### Supplied data ###
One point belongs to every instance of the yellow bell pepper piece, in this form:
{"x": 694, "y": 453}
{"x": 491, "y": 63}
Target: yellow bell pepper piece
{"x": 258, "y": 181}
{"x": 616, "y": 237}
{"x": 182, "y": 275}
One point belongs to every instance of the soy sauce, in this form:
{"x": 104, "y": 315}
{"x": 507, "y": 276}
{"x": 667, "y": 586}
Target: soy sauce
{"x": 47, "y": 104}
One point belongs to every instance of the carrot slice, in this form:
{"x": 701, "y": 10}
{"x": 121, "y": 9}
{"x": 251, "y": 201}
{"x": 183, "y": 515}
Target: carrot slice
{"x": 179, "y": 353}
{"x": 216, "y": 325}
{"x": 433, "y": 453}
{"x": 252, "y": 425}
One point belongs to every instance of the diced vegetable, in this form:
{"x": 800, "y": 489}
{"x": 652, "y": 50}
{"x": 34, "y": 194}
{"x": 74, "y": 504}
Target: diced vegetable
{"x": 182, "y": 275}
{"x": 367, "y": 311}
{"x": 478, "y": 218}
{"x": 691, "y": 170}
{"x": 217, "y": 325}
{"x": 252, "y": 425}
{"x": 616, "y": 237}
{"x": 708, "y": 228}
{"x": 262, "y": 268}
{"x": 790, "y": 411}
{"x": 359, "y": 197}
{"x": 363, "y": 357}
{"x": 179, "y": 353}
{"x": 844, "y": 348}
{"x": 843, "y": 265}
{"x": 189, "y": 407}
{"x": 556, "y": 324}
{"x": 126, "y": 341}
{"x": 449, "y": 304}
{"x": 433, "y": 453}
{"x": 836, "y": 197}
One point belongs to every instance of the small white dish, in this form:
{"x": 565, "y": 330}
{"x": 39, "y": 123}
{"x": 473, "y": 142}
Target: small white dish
###
### Given problem
Write out every line of the records above, character for character and in the same order.

### Response below
One point belongs to every instance of the yellow bell pepper piece, in this form:
{"x": 694, "y": 453}
{"x": 491, "y": 63}
Target: yellow bell pepper piece
{"x": 258, "y": 181}
{"x": 616, "y": 237}
{"x": 182, "y": 275}
One point belongs to every instance of the soy sauce, in this form:
{"x": 104, "y": 315}
{"x": 507, "y": 276}
{"x": 667, "y": 586}
Target: soy sauce
{"x": 47, "y": 104}
One point belongs to every instance of the carrot slice, in this form:
{"x": 701, "y": 10}
{"x": 121, "y": 9}
{"x": 251, "y": 201}
{"x": 183, "y": 515}
Target: carrot slice
{"x": 179, "y": 353}
{"x": 216, "y": 325}
{"x": 433, "y": 453}
{"x": 252, "y": 425}
One point belongs to every instance of the diced vegetable, in this form:
{"x": 800, "y": 489}
{"x": 652, "y": 50}
{"x": 34, "y": 194}
{"x": 74, "y": 504}
Target: diced vegetable
{"x": 182, "y": 275}
{"x": 367, "y": 311}
{"x": 478, "y": 218}
{"x": 691, "y": 170}
{"x": 217, "y": 325}
{"x": 252, "y": 425}
{"x": 616, "y": 237}
{"x": 708, "y": 228}
{"x": 262, "y": 268}
{"x": 790, "y": 411}
{"x": 359, "y": 197}
{"x": 363, "y": 357}
{"x": 179, "y": 353}
{"x": 844, "y": 348}
{"x": 843, "y": 265}
{"x": 189, "y": 407}
{"x": 556, "y": 324}
{"x": 126, "y": 341}
{"x": 449, "y": 304}
{"x": 433, "y": 453}
{"x": 836, "y": 197}
One point belongs to every instance of the small white dish, in this form:
{"x": 565, "y": 330}
{"x": 39, "y": 123}
{"x": 473, "y": 142}
Target: small white dish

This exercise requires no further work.